Task details
Output exactly the lines below, starting with the line that has "An AR overlay system needs to highlight the woman in green" and going on through the line that has "An AR overlay system needs to highlight the blouse", both included, and no other lines.

[Source records]
□ □ □ □
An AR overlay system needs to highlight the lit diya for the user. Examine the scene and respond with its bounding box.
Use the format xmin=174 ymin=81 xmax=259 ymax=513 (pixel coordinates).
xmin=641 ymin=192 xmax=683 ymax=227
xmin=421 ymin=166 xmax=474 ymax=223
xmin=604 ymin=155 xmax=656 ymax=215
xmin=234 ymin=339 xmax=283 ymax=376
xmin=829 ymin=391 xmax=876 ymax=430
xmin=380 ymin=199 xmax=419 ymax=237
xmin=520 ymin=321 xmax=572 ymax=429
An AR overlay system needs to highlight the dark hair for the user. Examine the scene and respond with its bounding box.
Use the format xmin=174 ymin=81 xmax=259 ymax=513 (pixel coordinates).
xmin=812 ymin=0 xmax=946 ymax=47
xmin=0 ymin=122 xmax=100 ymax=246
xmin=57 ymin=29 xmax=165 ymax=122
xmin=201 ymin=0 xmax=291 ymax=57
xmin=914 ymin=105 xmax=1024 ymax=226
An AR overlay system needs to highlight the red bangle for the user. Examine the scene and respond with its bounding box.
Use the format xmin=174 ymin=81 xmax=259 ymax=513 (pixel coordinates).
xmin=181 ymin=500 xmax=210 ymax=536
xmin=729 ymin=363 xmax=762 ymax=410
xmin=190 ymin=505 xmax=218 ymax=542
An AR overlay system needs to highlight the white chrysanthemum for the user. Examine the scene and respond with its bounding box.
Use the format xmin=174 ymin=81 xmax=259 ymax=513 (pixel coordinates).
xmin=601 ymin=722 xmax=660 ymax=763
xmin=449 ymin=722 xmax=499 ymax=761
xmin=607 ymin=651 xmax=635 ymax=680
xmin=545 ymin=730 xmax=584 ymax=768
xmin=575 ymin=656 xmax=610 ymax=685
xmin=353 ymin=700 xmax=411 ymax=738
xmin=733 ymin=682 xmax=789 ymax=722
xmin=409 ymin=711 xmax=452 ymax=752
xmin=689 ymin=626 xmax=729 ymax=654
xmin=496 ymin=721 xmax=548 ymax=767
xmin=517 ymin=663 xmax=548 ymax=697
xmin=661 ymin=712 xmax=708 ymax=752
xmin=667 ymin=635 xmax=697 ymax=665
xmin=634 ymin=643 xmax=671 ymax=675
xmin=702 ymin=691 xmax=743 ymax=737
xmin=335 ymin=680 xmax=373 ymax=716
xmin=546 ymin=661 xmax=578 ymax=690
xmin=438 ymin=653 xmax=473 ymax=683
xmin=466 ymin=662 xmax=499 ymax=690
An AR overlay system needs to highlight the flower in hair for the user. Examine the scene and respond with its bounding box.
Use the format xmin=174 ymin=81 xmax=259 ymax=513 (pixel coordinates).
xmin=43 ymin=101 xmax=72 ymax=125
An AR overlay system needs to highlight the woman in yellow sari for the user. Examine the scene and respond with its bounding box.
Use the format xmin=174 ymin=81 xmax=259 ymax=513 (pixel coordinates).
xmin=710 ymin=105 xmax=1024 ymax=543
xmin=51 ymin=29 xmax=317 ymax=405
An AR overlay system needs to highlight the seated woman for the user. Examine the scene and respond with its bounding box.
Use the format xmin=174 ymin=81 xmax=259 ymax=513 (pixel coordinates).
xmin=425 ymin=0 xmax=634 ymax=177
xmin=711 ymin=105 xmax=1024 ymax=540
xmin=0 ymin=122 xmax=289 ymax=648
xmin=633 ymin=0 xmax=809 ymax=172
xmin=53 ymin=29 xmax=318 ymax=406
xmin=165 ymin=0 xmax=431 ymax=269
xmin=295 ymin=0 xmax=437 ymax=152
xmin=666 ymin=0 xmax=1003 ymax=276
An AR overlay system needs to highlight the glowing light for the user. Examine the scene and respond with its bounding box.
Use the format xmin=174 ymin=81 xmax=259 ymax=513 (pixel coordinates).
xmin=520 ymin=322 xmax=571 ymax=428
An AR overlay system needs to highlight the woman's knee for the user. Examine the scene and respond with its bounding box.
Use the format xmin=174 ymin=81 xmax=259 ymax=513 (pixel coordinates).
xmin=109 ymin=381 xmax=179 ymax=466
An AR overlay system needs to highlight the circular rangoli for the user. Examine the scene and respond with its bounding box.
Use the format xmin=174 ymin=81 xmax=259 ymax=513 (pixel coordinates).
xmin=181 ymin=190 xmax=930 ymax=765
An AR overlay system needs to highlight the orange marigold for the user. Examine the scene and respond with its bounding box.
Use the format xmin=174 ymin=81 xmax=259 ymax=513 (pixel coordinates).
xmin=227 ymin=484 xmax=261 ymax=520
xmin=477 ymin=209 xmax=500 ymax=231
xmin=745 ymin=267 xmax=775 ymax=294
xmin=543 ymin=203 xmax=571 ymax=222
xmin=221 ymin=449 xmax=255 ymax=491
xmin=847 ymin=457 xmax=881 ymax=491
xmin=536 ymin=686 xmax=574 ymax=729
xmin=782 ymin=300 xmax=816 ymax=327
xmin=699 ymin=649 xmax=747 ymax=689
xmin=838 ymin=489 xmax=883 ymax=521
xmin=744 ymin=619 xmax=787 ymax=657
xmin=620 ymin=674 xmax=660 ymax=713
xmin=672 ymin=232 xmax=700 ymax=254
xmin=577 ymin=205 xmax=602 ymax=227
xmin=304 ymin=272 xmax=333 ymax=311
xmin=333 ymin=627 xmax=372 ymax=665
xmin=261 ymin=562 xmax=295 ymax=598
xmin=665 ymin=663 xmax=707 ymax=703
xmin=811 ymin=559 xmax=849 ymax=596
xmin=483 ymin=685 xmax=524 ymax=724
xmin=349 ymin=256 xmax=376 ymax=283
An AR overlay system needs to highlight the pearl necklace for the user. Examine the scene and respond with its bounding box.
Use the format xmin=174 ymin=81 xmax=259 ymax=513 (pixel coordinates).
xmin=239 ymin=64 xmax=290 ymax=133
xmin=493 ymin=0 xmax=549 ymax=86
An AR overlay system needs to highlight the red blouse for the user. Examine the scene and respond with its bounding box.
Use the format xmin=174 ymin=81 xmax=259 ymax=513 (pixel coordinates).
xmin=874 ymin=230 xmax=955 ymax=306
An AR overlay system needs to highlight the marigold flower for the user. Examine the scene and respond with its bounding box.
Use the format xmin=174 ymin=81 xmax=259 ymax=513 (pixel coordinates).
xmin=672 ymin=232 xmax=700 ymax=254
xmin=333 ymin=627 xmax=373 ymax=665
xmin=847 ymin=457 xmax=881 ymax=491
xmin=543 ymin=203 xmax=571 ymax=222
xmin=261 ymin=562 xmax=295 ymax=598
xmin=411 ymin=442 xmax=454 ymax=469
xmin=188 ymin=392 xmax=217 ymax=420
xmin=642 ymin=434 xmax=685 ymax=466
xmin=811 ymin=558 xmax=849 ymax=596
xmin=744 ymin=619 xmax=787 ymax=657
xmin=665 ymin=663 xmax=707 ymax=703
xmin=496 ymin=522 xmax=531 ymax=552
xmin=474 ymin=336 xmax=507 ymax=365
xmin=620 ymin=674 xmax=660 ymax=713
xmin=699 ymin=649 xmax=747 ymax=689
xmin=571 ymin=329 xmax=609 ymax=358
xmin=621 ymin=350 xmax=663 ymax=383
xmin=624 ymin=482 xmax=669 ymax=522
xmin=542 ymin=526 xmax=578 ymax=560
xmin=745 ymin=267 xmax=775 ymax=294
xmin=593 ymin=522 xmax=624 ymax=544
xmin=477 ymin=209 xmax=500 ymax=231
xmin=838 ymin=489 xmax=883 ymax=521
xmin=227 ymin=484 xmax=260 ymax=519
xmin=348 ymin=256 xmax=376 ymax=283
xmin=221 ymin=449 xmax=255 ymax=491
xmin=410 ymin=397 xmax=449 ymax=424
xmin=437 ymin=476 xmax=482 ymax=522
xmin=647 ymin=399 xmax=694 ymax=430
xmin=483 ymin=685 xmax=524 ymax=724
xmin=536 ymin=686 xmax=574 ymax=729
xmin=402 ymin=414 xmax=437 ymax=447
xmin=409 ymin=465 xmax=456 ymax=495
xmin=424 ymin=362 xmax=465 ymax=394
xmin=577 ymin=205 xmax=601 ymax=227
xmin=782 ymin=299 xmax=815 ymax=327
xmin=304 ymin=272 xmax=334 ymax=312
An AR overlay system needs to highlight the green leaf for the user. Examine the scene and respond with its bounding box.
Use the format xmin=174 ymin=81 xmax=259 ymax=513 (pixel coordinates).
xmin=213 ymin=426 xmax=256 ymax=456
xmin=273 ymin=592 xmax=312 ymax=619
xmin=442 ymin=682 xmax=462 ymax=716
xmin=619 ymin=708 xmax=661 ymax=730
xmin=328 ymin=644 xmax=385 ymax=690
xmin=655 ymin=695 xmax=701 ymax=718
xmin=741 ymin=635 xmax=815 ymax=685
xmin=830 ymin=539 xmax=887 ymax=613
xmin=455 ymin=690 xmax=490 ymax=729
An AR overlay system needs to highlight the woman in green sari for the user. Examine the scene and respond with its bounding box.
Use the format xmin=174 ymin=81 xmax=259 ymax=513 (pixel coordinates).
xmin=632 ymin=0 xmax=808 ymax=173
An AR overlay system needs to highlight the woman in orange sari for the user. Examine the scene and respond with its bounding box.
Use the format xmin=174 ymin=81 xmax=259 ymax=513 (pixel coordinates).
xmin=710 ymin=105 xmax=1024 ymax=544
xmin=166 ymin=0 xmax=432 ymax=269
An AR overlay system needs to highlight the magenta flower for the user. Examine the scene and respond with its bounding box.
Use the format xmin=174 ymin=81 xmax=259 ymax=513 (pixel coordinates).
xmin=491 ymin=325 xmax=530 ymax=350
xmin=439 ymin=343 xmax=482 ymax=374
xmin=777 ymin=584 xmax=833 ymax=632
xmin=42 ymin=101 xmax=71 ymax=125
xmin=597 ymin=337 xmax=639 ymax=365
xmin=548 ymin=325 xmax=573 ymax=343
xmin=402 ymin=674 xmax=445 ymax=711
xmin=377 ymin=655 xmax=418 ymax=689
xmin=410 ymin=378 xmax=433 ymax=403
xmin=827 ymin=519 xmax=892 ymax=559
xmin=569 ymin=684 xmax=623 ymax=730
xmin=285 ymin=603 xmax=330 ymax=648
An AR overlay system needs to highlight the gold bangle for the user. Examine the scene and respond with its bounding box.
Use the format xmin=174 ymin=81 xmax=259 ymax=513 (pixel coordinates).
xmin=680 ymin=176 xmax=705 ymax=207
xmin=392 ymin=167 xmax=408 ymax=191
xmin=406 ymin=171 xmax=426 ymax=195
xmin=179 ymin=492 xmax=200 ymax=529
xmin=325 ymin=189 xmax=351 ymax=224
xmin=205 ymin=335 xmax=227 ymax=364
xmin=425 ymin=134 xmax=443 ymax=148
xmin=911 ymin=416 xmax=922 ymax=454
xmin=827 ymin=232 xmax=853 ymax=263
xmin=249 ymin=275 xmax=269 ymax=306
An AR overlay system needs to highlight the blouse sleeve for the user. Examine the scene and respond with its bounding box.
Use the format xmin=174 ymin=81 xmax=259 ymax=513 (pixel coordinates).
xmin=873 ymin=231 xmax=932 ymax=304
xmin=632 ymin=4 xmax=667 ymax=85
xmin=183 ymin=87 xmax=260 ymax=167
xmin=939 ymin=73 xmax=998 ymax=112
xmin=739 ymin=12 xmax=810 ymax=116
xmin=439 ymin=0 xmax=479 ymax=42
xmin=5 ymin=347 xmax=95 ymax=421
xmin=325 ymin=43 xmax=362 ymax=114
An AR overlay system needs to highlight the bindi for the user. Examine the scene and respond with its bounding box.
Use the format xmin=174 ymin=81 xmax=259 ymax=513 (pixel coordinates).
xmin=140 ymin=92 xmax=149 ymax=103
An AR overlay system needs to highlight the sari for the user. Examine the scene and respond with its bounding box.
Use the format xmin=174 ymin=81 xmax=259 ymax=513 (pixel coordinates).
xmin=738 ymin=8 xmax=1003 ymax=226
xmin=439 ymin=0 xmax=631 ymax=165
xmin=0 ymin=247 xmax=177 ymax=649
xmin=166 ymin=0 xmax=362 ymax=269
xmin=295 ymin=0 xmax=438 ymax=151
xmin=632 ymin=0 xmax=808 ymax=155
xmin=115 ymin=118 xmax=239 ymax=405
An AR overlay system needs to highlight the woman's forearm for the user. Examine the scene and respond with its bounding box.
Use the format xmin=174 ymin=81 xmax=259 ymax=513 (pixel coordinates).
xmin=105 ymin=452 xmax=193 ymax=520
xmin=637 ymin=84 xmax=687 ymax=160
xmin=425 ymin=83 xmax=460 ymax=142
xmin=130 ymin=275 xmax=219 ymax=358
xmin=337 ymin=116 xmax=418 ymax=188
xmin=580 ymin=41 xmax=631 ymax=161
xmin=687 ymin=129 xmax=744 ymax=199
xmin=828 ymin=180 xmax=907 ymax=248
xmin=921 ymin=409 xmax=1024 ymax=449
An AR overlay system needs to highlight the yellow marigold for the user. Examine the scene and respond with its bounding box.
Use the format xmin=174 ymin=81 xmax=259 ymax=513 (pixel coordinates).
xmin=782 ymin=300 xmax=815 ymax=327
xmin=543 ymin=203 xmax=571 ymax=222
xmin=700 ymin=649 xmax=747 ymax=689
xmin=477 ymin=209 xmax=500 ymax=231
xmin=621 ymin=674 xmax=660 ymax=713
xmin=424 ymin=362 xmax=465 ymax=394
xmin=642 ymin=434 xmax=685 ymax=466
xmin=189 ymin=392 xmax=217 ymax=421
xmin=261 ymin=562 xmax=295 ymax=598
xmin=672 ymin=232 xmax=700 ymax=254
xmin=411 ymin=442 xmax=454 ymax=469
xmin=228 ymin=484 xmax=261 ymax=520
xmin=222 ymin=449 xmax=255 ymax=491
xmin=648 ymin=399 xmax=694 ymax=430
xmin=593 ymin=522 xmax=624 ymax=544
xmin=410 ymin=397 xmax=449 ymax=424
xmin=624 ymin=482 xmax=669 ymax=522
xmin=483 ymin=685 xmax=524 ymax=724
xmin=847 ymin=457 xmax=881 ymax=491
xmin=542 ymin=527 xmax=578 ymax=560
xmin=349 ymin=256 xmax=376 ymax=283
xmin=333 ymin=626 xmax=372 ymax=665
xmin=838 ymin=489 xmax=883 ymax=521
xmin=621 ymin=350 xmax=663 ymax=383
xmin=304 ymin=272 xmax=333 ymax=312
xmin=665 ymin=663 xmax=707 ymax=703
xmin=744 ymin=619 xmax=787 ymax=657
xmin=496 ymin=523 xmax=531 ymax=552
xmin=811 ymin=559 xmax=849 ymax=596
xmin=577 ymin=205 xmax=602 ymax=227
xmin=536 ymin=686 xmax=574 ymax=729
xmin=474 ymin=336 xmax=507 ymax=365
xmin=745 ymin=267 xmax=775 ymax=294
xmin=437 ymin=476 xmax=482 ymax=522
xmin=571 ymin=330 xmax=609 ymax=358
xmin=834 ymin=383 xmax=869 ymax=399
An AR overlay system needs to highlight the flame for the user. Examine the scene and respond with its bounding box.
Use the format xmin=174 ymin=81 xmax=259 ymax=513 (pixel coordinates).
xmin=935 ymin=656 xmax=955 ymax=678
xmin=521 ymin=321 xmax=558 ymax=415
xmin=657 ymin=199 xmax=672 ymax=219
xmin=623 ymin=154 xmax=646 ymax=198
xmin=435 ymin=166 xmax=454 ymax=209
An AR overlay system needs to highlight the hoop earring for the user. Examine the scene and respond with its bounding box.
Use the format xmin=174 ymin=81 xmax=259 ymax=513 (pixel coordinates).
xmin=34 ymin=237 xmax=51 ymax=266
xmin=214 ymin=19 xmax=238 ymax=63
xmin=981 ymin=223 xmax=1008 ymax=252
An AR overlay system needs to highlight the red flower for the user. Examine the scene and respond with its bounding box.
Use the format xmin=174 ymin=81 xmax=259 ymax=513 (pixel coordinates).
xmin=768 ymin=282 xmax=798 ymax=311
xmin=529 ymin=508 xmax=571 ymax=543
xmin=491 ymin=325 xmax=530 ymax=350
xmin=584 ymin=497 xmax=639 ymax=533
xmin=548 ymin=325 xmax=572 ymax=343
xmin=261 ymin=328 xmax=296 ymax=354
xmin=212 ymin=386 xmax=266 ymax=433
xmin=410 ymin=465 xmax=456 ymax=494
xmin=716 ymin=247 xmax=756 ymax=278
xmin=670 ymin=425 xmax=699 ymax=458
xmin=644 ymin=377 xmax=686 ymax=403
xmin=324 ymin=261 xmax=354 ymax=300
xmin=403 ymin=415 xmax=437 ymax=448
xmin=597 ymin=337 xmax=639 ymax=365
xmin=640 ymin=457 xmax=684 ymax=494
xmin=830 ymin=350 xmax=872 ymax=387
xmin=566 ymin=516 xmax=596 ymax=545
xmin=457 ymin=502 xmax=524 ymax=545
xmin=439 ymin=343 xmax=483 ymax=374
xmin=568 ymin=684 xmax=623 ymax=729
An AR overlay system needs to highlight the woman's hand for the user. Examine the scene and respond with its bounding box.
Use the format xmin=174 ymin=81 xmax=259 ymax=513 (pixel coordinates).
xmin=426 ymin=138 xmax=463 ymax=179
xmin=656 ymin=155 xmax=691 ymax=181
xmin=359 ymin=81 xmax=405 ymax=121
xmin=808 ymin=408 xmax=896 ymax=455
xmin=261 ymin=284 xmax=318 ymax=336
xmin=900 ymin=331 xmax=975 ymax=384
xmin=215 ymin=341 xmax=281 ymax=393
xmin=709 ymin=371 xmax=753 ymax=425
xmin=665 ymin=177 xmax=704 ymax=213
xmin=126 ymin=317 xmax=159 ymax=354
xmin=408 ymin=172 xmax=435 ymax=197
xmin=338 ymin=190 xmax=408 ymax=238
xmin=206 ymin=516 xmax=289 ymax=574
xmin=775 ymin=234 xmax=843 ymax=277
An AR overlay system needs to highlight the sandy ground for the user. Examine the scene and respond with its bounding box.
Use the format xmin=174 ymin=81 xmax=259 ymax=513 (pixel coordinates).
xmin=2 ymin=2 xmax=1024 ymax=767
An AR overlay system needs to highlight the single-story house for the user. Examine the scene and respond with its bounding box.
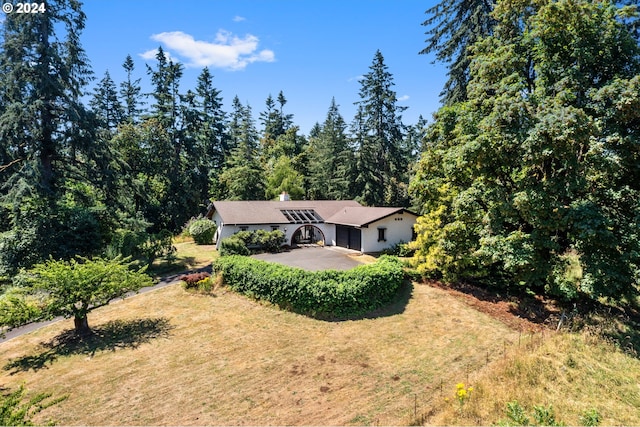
□ □ □ □
Result
An AR overlay system needs to highlight the woman in green sari for the user. Examine the scene and respond with its bounding box.
Use the format xmin=174 ymin=81 xmax=259 ymax=513 (pixel coordinates).
xmin=632 ymin=0 xmax=808 ymax=173
An AR overlay system needs to highlight the woman in orange sari for the user. Examine the scene and respond with its bounding box.
Use the format xmin=174 ymin=81 xmax=259 ymax=513 (pixel coordinates).
xmin=710 ymin=105 xmax=1024 ymax=544
xmin=166 ymin=0 xmax=432 ymax=269
An AR overlay system needs to highlight the magenta flower for the user. Examine the scene and respond with its bounding box.
Use the format xmin=174 ymin=81 xmax=259 ymax=513 (pixel coordinates).
xmin=491 ymin=325 xmax=530 ymax=350
xmin=439 ymin=343 xmax=482 ymax=374
xmin=777 ymin=584 xmax=833 ymax=632
xmin=42 ymin=101 xmax=71 ymax=125
xmin=597 ymin=337 xmax=639 ymax=365
xmin=548 ymin=325 xmax=573 ymax=343
xmin=402 ymin=674 xmax=445 ymax=711
xmin=377 ymin=655 xmax=418 ymax=689
xmin=410 ymin=378 xmax=433 ymax=403
xmin=827 ymin=519 xmax=892 ymax=559
xmin=569 ymin=684 xmax=623 ymax=730
xmin=285 ymin=603 xmax=330 ymax=648
An AR overlay system needs to highlight the gold bangle for the user. Examine the scene and respond with its bounding box.
Use the format xmin=174 ymin=81 xmax=259 ymax=513 (pixel coordinates).
xmin=680 ymin=176 xmax=705 ymax=207
xmin=392 ymin=167 xmax=408 ymax=191
xmin=406 ymin=171 xmax=426 ymax=195
xmin=179 ymin=492 xmax=200 ymax=529
xmin=325 ymin=189 xmax=351 ymax=224
xmin=205 ymin=335 xmax=227 ymax=364
xmin=425 ymin=134 xmax=443 ymax=148
xmin=911 ymin=416 xmax=922 ymax=454
xmin=827 ymin=232 xmax=853 ymax=263
xmin=249 ymin=275 xmax=269 ymax=306
An AR overlay system needs to highlight the blouse sleeve for the user. Examine the scene and respond with its bounding box.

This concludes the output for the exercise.